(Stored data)

/---

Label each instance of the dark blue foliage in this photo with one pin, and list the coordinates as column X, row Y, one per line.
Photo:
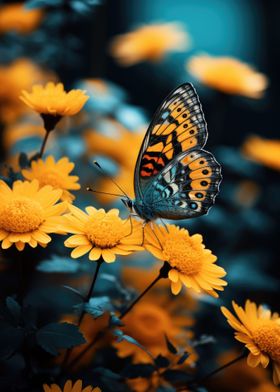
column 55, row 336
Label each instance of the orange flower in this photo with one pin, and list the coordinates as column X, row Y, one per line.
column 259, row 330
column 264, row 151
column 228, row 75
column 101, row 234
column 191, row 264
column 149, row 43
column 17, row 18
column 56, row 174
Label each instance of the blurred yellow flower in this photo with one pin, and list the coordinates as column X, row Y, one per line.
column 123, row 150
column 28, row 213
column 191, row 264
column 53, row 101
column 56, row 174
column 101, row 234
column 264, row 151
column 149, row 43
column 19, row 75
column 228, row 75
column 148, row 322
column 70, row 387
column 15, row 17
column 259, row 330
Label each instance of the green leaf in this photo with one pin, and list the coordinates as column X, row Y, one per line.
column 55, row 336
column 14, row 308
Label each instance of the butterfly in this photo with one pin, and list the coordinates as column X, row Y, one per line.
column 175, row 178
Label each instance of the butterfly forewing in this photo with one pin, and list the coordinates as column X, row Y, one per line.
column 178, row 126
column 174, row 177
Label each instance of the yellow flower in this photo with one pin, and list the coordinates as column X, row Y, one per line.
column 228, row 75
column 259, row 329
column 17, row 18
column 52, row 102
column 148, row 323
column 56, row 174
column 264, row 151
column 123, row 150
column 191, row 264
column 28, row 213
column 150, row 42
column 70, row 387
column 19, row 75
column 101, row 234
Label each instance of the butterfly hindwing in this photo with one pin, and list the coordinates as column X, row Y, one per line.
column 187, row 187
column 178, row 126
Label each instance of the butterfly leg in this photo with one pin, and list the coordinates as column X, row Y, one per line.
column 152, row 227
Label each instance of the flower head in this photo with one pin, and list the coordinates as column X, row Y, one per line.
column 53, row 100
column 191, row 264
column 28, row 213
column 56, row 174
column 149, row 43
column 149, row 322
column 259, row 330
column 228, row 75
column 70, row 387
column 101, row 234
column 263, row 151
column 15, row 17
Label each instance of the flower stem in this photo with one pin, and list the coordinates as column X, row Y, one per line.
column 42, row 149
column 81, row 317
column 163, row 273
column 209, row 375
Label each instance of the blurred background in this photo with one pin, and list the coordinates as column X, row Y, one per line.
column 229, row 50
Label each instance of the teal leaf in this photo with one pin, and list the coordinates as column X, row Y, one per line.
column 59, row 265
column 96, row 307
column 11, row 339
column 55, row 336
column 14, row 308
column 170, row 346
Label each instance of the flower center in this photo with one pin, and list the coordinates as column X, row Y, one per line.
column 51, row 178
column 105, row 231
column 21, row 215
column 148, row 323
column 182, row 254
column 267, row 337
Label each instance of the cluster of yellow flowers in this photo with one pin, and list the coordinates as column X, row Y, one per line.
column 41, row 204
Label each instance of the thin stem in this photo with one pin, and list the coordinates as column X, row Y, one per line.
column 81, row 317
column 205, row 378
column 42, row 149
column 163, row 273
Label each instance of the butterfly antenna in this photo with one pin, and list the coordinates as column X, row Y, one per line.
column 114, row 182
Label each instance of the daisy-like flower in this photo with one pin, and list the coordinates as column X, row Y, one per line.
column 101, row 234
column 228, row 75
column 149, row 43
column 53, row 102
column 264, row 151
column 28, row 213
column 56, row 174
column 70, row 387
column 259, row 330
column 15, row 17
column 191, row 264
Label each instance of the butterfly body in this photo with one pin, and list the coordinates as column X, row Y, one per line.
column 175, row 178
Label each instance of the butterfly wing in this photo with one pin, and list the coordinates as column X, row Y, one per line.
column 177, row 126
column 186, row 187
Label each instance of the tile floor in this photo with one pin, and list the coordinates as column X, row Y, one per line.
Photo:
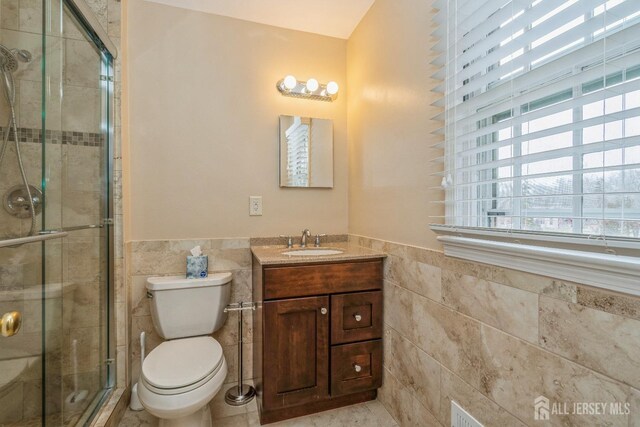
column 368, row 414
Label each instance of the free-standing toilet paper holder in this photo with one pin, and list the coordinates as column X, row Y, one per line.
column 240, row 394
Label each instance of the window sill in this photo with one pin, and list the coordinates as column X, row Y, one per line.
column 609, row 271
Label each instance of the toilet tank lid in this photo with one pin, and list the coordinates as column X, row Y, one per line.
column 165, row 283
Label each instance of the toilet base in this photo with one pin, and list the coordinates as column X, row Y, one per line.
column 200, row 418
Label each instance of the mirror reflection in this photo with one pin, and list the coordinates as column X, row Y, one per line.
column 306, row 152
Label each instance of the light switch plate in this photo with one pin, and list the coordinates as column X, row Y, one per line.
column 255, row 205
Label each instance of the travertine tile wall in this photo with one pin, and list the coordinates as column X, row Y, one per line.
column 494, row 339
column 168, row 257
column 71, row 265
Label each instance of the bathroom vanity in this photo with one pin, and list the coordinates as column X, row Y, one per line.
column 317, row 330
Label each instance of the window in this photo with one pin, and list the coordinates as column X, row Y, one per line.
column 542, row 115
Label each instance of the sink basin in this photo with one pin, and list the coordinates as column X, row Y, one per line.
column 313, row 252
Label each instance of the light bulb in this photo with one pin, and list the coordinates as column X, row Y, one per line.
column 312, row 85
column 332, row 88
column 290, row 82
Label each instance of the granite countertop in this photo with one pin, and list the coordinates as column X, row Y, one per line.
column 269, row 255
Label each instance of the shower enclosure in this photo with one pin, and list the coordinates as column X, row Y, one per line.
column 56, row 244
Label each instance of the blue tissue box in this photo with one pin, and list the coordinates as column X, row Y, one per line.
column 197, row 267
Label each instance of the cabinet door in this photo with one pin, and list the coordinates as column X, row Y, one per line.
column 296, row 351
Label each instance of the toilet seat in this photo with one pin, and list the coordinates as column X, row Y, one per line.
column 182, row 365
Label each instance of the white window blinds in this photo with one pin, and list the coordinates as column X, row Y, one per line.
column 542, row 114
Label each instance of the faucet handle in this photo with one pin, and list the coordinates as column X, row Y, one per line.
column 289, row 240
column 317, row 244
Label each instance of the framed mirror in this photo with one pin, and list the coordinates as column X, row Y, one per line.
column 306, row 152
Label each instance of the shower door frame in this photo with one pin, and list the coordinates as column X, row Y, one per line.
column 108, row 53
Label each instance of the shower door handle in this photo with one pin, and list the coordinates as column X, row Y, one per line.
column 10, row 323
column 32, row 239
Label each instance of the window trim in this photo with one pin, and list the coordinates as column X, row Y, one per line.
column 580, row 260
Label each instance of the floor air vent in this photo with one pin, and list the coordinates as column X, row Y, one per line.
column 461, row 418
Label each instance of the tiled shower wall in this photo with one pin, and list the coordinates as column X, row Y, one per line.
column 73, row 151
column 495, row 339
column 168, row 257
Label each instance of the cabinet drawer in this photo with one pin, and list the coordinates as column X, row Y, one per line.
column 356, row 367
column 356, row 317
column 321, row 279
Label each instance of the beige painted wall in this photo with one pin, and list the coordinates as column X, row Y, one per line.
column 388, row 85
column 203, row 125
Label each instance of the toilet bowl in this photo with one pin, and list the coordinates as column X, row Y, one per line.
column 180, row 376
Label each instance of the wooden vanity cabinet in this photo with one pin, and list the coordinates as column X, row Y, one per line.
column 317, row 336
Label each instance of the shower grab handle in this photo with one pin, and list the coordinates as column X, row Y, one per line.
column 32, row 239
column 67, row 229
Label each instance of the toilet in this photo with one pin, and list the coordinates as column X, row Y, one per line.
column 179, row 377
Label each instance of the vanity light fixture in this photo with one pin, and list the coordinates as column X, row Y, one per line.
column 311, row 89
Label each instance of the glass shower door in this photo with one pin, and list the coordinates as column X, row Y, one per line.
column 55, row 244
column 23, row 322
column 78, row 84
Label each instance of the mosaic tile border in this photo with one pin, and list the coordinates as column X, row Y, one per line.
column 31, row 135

\---
/---

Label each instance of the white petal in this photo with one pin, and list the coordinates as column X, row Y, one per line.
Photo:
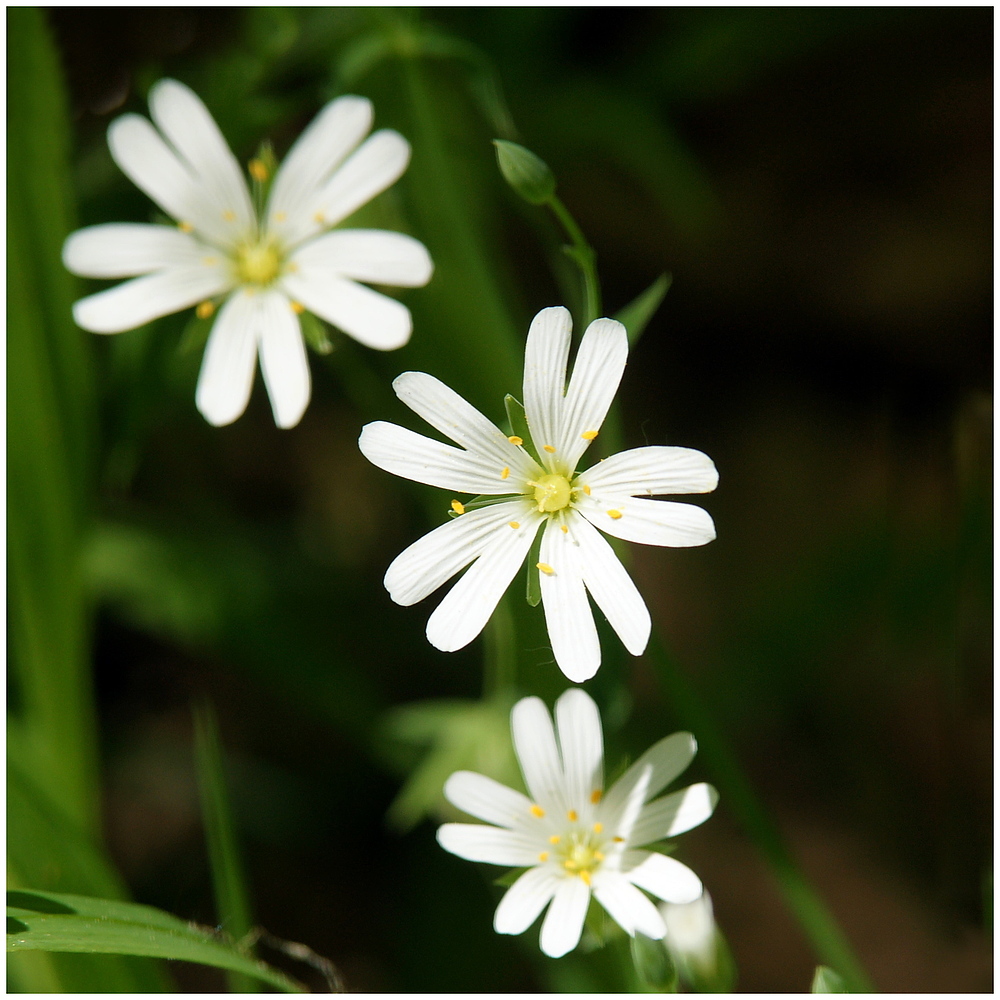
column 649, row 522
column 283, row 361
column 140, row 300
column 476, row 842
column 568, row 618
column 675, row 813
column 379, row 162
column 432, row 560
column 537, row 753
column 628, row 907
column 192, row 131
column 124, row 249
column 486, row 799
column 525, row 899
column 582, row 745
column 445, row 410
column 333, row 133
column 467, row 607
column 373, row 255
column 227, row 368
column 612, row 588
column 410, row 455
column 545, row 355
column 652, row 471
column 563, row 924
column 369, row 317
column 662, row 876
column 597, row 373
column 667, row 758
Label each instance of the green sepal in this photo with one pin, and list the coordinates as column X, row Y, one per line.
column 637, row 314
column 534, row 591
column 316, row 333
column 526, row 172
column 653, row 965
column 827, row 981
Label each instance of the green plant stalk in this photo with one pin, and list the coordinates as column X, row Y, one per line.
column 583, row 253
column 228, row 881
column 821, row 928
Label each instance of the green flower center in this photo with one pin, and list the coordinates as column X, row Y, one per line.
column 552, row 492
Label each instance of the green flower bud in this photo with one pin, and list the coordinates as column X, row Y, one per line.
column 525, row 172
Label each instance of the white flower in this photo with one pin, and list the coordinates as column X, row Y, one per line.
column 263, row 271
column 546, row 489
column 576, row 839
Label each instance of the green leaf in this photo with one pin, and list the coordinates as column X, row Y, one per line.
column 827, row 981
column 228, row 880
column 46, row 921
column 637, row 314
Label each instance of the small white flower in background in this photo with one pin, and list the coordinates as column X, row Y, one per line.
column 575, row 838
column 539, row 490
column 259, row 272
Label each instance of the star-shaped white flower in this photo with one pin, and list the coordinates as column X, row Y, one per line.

\---

§ **GOAL OF THE EXERCISE**
After locating the line with "Label each instance of the green sepal" above, return that line and every later line through the one with "Label each instance of the star-shaped", word for word and with nothing else.

§ **WRITTEN SOLUTION**
Label each instance of the green sepal in this photo with one pin, and list the coordinates as column X, row Y, one per line.
column 637, row 314
column 534, row 591
column 316, row 333
column 526, row 172
column 653, row 965
column 827, row 981
Label each instance of the green plant stalk in this photo with one pin, and list the coordinates as column X, row Y, one per line.
column 583, row 253
column 228, row 881
column 821, row 928
Label each instance of the green flower center in this photo with one pin, and list the coordinates as column X, row Y, one per line.
column 552, row 492
Label each instance of the green flower bud in this photo with one pin, and list the coordinates as column X, row Y, one per line.
column 525, row 172
Label each instance of the white flower in this photo with one pin, and list the coordinates as column X, row Y, one per line.
column 263, row 271
column 546, row 489
column 576, row 839
Label each instance of the green leaf in this photo with one pin, and list the coordinates as column X, row Y, one per line.
column 827, row 981
column 228, row 880
column 46, row 921
column 637, row 314
Label each instance of the small white flower in background in this photo with one pin, and list the coordinates as column X, row Y, one per line.
column 575, row 838
column 539, row 490
column 259, row 272
Label each instance of the star-shaped white flower in this photo with one pin, and list the coordinates as column X, row Y, one per line.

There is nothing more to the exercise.